• _Exercise brief_:
Revise the items below by changing every "instance" to "occurrence" and leaving everything else as it is. Omit the pictures from the revised version.

• _Excerpts of annotation records_:
- - -

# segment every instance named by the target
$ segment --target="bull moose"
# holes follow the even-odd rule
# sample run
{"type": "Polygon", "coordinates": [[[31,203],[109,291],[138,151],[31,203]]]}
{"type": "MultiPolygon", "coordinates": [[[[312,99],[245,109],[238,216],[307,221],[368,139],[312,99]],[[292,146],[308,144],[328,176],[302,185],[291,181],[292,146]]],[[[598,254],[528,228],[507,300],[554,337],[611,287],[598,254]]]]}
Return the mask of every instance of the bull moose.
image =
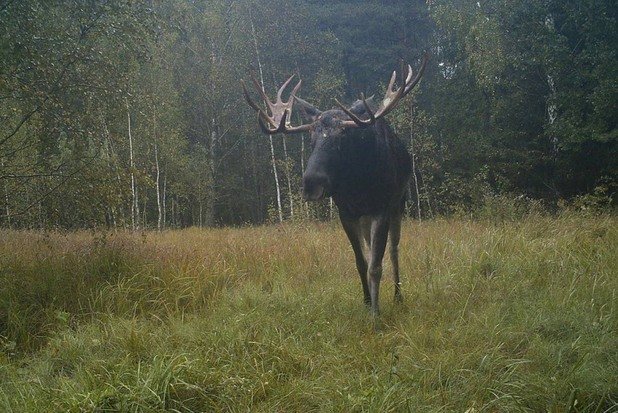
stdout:
{"type": "Polygon", "coordinates": [[[294,87],[287,102],[282,100],[294,76],[278,90],[274,103],[253,78],[268,111],[251,99],[244,82],[242,84],[245,99],[258,113],[258,123],[264,133],[311,134],[312,152],[303,175],[303,197],[309,201],[332,197],[335,201],[341,224],[354,250],[364,302],[374,315],[379,313],[382,259],[389,235],[395,301],[402,301],[398,248],[406,188],[412,171],[406,147],[384,117],[418,84],[426,64],[427,54],[416,76],[409,65],[404,69],[402,64],[399,87],[395,88],[397,72],[394,71],[379,105],[373,98],[365,99],[361,95],[350,107],[335,99],[337,108],[324,112],[296,96],[302,81],[294,87]],[[295,104],[306,124],[291,125],[295,104]],[[369,262],[364,243],[369,250],[369,262]]]}

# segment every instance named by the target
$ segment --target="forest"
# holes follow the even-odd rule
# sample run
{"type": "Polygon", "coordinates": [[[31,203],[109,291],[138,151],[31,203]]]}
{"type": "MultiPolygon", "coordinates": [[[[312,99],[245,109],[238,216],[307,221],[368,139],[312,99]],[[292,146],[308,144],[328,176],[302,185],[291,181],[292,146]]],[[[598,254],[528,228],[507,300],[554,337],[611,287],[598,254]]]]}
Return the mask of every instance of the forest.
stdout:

- - -

• _The answer_:
# segment every occurrence named by the target
$ segment --target="bull moose"
# holes follow the even-odd rule
# sample run
{"type": "Polygon", "coordinates": [[[31,203],[109,291],[138,151],[31,203]]]}
{"type": "MultiPolygon", "coordinates": [[[[312,99],[245,109],[238,216],[307,221],[368,139],[312,99]],[[292,146],[308,144],[328,176],[302,185],[291,181],[292,146]]],[[[598,254],[528,228],[507,300],[554,337],[611,287],[598,254]]]]}
Return the mask of every occurrence of the bull moose.
image =
stdout:
{"type": "Polygon", "coordinates": [[[294,87],[287,102],[282,100],[294,76],[278,90],[274,103],[253,78],[268,111],[251,99],[244,82],[242,84],[245,99],[258,113],[258,123],[264,133],[311,134],[312,152],[303,175],[303,197],[309,201],[332,197],[335,201],[341,224],[354,250],[364,302],[374,315],[379,313],[382,259],[389,235],[395,301],[402,301],[398,248],[406,188],[412,171],[406,147],[384,117],[418,84],[426,64],[427,54],[416,76],[409,65],[404,69],[402,64],[399,87],[395,88],[397,72],[394,71],[379,105],[373,98],[365,99],[361,95],[350,107],[335,99],[337,108],[324,112],[296,96],[302,81],[294,87]],[[295,104],[306,124],[291,125],[295,104]],[[369,262],[364,243],[369,250],[369,262]]]}

# segment every occurrence named by the target
$ segment --target="forest"
# holes follow the even-odd rule
# sample run
{"type": "Polygon", "coordinates": [[[31,203],[109,291],[138,151],[31,203]]]}
{"type": "MultiPolygon", "coordinates": [[[[312,99],[245,109],[238,216],[307,221],[368,139],[312,99]],[[292,146],[308,144],[328,176],[302,185],[291,181],[292,146]]],[[[598,254],[528,228],[507,300],[554,337],[611,287],[598,254]]]]}
Return the mask of every occurrence of the forest.
stdout:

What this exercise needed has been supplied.